START MATERIAL TO PROCESS
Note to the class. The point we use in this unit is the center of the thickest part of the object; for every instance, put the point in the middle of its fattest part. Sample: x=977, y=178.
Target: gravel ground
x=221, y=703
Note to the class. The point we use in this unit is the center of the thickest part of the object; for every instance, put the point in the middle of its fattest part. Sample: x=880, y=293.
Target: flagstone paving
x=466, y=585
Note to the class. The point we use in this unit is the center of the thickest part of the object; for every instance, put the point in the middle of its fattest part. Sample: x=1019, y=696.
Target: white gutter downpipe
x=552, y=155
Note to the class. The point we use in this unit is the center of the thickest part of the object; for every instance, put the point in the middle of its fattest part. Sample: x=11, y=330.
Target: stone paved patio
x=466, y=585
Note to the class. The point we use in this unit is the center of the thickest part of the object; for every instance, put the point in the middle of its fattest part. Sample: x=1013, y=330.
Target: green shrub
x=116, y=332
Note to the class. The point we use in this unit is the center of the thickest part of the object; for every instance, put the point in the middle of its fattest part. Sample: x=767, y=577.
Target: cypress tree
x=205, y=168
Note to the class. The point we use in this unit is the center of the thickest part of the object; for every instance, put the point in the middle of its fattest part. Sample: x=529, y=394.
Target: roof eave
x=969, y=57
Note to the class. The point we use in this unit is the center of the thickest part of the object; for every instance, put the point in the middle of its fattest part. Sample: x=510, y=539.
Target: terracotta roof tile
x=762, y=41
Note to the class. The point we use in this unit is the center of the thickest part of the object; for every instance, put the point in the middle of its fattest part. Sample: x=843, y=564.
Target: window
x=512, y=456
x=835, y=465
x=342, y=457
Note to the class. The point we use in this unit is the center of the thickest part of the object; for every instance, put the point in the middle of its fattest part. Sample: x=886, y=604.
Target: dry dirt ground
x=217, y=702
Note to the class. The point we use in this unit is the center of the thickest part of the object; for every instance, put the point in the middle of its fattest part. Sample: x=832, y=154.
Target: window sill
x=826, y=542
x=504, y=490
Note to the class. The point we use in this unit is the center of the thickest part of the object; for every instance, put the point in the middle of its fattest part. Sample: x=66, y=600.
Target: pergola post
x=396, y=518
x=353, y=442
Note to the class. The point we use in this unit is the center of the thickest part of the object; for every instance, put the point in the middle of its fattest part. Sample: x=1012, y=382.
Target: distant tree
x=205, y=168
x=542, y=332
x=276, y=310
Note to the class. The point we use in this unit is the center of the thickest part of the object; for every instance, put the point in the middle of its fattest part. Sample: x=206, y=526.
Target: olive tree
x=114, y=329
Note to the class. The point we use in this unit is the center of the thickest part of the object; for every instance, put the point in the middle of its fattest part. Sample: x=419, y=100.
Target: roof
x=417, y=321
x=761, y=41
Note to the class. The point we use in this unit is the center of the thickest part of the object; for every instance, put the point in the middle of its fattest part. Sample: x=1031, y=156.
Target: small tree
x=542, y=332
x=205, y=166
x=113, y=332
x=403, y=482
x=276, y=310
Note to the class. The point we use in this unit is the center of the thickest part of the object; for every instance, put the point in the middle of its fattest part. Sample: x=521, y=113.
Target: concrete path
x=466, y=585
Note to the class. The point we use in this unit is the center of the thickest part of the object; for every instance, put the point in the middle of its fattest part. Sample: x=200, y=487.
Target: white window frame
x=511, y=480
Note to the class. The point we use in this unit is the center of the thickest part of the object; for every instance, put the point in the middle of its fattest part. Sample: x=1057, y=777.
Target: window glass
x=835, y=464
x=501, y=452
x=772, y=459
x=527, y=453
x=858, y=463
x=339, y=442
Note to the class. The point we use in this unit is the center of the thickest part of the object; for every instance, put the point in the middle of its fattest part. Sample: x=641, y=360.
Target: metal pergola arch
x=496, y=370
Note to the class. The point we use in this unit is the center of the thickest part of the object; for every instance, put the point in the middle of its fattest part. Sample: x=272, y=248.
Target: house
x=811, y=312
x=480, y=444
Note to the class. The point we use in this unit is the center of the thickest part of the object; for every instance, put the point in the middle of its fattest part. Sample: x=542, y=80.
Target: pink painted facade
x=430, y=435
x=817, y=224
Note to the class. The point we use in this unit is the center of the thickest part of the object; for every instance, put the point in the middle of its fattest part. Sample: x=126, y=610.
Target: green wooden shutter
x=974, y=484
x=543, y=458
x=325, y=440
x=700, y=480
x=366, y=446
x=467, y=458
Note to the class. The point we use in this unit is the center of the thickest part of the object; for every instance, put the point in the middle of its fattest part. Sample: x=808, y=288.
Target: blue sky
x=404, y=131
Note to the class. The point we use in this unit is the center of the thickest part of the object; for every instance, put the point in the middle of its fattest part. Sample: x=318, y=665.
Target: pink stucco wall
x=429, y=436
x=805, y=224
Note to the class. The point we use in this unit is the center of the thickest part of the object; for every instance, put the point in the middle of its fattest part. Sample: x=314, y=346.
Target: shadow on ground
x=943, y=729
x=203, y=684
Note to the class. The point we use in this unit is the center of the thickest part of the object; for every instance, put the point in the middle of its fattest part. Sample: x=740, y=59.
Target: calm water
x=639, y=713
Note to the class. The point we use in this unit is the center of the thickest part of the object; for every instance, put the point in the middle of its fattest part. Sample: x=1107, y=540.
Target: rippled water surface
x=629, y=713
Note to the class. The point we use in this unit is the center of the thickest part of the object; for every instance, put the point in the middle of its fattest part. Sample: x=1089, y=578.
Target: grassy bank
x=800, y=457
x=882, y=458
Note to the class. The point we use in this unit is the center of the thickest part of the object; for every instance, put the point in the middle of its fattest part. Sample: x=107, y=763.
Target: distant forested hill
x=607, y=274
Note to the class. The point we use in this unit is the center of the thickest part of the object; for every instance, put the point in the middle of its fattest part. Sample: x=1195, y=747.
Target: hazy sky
END MATERIAL TO PROCESS
Please output only the data from its start through the line containing "x=342, y=457" as a two-column CSV with the headers instruction and point. Give one row per instruction with its answer, and put each value in a single quoted field with line breaks replaced by spaces.

TASK SOLUTION:
instruction,point
"Note to the class. The point we use in this unit is the center of the thickest part of the object; for every instance, put the point in the middle of its fattest part. Sample: x=977, y=178. Target: gravel ground","x=221, y=703"
"Note to the class. The point we use in this unit is the center of the thickest part of the object; for every instance, put the point in the middle of its fattest part. Sample: x=880, y=293. Target: flagstone paving","x=466, y=585"
"Note to the class. The point we use in this unit is the center of the thickest part of the object; for every instance, put the point in the middle of its fattest part. Sample: x=1019, y=696. Target: white gutter downpipe","x=552, y=155"
"Note to the class. The point we use in this unit is the center of the thickest part of the object; for every instance, put the point in the middle of its fattest part. Sample: x=11, y=330. Target: stone paved patio","x=466, y=585"
"Note to the class. The point we use in this unit is the center of the thickest part of the object; for every instance, put the point in the middle of its fattest part. Sample: x=1013, y=330. Target: green shrub","x=116, y=332"
"Note to the class. The point we use in this unit is the center of the thickest part of the object; for every instance, put the point in the middle of its fattest part. Sample: x=767, y=577. Target: cypress tree","x=205, y=168"
"Note to the class. The point we use in this unit is the center of the thickest part of the object; for every instance, put the point in the middle of its fattest part. Sample: x=529, y=394. Target: roof eave","x=969, y=57"
"Note to the class. The point we use in this unit is the center of the thickest part of the object; for every instance, put the point in the middle of its fattest part. Sample: x=510, y=539. Target: terracotta roof tile","x=762, y=41"
"Note to the class. The point we use in this unit is the center of the thickest part of the object; for every instance, put the point in the middle of its fattest part. Sample: x=843, y=564. Target: window","x=512, y=456 x=835, y=465 x=342, y=457"